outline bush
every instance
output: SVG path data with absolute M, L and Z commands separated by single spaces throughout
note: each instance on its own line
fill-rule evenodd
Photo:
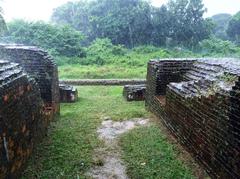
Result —
M 231 41 L 217 38 L 203 40 L 200 43 L 201 51 L 208 56 L 239 56 L 240 48 Z
M 8 33 L 2 39 L 4 42 L 38 46 L 54 56 L 86 56 L 80 44 L 83 35 L 69 26 L 14 20 L 8 24 L 8 29 Z
M 115 56 L 124 56 L 126 52 L 122 45 L 113 45 L 109 39 L 96 39 L 87 48 L 87 58 L 81 64 L 110 64 L 113 63 Z
M 135 47 L 133 49 L 134 52 L 140 53 L 140 54 L 146 54 L 146 53 L 153 53 L 159 51 L 159 48 L 154 47 L 154 46 L 139 46 Z

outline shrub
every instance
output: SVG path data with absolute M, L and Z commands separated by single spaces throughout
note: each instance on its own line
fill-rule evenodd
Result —
M 69 26 L 57 26 L 42 21 L 14 20 L 8 24 L 5 42 L 39 46 L 52 55 L 84 57 L 83 35 Z
M 231 41 L 224 41 L 217 38 L 203 40 L 200 48 L 204 55 L 208 56 L 236 56 L 240 54 L 240 48 Z

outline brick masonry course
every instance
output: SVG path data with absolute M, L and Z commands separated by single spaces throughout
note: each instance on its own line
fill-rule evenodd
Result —
M 146 107 L 213 178 L 240 178 L 240 60 L 148 63 Z
M 36 47 L 0 45 L 0 178 L 19 178 L 59 114 L 57 67 Z

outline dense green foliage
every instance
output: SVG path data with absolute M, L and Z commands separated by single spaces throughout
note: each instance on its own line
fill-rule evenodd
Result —
M 3 10 L 0 7 L 0 36 L 2 36 L 7 30 L 5 20 L 3 18 Z
M 55 9 L 52 21 L 69 24 L 87 37 L 109 38 L 127 47 L 154 44 L 196 45 L 209 37 L 202 0 L 170 0 L 156 8 L 144 0 L 69 2 Z
M 230 20 L 227 33 L 233 41 L 240 44 L 240 11 Z
M 14 20 L 8 24 L 8 32 L 2 40 L 39 46 L 54 55 L 83 57 L 82 39 L 83 35 L 69 26 Z
M 222 40 L 229 39 L 226 30 L 228 28 L 228 23 L 232 16 L 230 14 L 216 14 L 211 17 L 214 23 L 213 34 L 216 38 L 220 38 Z
M 202 41 L 200 47 L 203 56 L 240 57 L 240 47 L 231 41 L 211 38 Z

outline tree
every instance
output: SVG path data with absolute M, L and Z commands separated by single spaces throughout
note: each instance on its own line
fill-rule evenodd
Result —
M 210 36 L 212 24 L 203 18 L 202 0 L 170 0 L 168 9 L 173 17 L 170 37 L 176 44 L 191 47 Z
M 7 30 L 5 20 L 3 18 L 3 10 L 0 7 L 0 36 L 3 35 Z
M 55 55 L 83 56 L 83 35 L 69 26 L 14 20 L 8 24 L 6 42 L 39 46 Z
M 240 12 L 232 17 L 229 22 L 227 34 L 231 40 L 240 43 Z
M 109 38 L 114 44 L 134 47 L 150 43 L 151 6 L 144 0 L 102 0 L 67 3 L 55 9 L 55 23 L 67 23 L 89 41 Z
M 229 39 L 226 31 L 231 18 L 232 16 L 230 14 L 216 14 L 211 17 L 214 23 L 213 33 L 216 38 L 220 38 L 223 40 Z
M 173 17 L 165 5 L 152 9 L 152 35 L 151 41 L 156 46 L 166 46 L 170 29 L 173 26 Z

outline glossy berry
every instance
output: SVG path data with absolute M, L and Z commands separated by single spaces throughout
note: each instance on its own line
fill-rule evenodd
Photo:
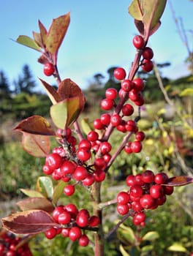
= = = = = = =
◆ **Problem**
Rewrite all of the items above, putting "trace" wherever "outline" appears and changing nothing else. Leave the pictures out.

◆ **Expected answer**
trace bush
every instance
output: SVG path data with absolute M, L and Z commands separated by single spaces throughout
note: each instance on its own line
fill-rule evenodd
Photo:
Result —
M 231 41 L 217 38 L 203 40 L 200 43 L 201 51 L 208 56 L 239 56 L 240 48 Z
M 8 33 L 2 39 L 4 42 L 38 46 L 54 56 L 86 56 L 80 44 L 83 35 L 69 26 L 14 20 L 8 24 L 8 29 Z
M 115 56 L 124 56 L 126 52 L 122 45 L 113 45 L 109 39 L 96 39 L 87 48 L 87 58 L 81 64 L 110 64 L 113 63 Z
M 135 47 L 133 49 L 134 52 L 140 53 L 140 54 L 146 54 L 146 53 L 153 53 L 159 51 L 159 48 L 154 47 L 154 46 L 139 46 Z

trace shrub
every instance
output: SVG path data with absolute M, L and Z commands separated by single spaces throughout
note: each instance on its own line
fill-rule evenodd
Result —
M 69 26 L 57 26 L 42 21 L 14 20 L 8 24 L 5 42 L 39 46 L 52 55 L 84 57 L 83 35 Z
M 231 41 L 224 41 L 217 38 L 203 40 L 200 48 L 204 55 L 208 56 L 236 56 L 240 54 L 240 48 Z

trace brick masonry course
every instance
output: SVG path data with absolute M, L and Z commands separated by single spaces throughout
note: each instance on its own line
fill-rule evenodd
Result —
M 146 107 L 213 178 L 240 178 L 240 60 L 148 63 Z
M 36 47 L 0 45 L 0 178 L 19 178 L 59 114 L 57 67 Z

trace dense green foliage
every instance
output: SVG path data with absolute M, L and Z commands separated by single spaces throughout
note: each instance on its own line
fill-rule evenodd
Result —
M 3 10 L 0 7 L 0 36 L 2 36 L 7 30 L 5 20 L 3 18 Z
M 55 9 L 52 21 L 69 24 L 87 37 L 109 38 L 127 47 L 154 44 L 196 45 L 209 37 L 202 0 L 170 0 L 156 8 L 144 0 L 69 2 Z
M 230 20 L 227 33 L 233 41 L 240 44 L 240 11 Z
M 14 20 L 8 24 L 8 32 L 2 40 L 39 46 L 54 55 L 83 57 L 82 39 L 83 35 L 69 26 Z
M 222 40 L 229 39 L 226 30 L 228 28 L 228 23 L 232 16 L 230 14 L 216 14 L 211 17 L 214 23 L 213 34 L 216 38 L 220 38 Z
M 202 41 L 200 47 L 203 56 L 240 57 L 240 47 L 231 41 L 211 38 Z

trace tree
every instance
output: SVG path data with absolute M, L and Z commands separated by single spaces throughout
note: each instance on its own line
fill-rule evenodd
Result —
M 210 36 L 212 24 L 203 18 L 202 0 L 170 0 L 168 9 L 173 17 L 170 37 L 176 44 L 191 47 Z
M 7 30 L 5 20 L 3 18 L 3 10 L 0 7 L 0 36 L 3 35 Z
M 55 55 L 83 56 L 83 35 L 69 26 L 14 20 L 8 24 L 6 42 L 39 46 Z
M 240 12 L 232 17 L 229 22 L 227 34 L 231 40 L 240 43 Z
M 109 38 L 114 44 L 134 47 L 150 43 L 151 6 L 144 0 L 102 0 L 67 3 L 55 9 L 55 23 L 67 23 L 89 41 Z
M 229 39 L 226 31 L 231 18 L 232 16 L 230 14 L 216 14 L 211 17 L 214 23 L 213 33 L 216 38 L 220 38 L 223 40 Z
M 173 17 L 165 5 L 152 9 L 152 35 L 151 41 L 156 46 L 166 46 L 170 29 L 173 26 Z

trace glossy berry
every instance
output: SVG path data with absolute M, L and Z commands separated by single spaces throughout
note: each instance on its own line
fill-rule evenodd
Photo:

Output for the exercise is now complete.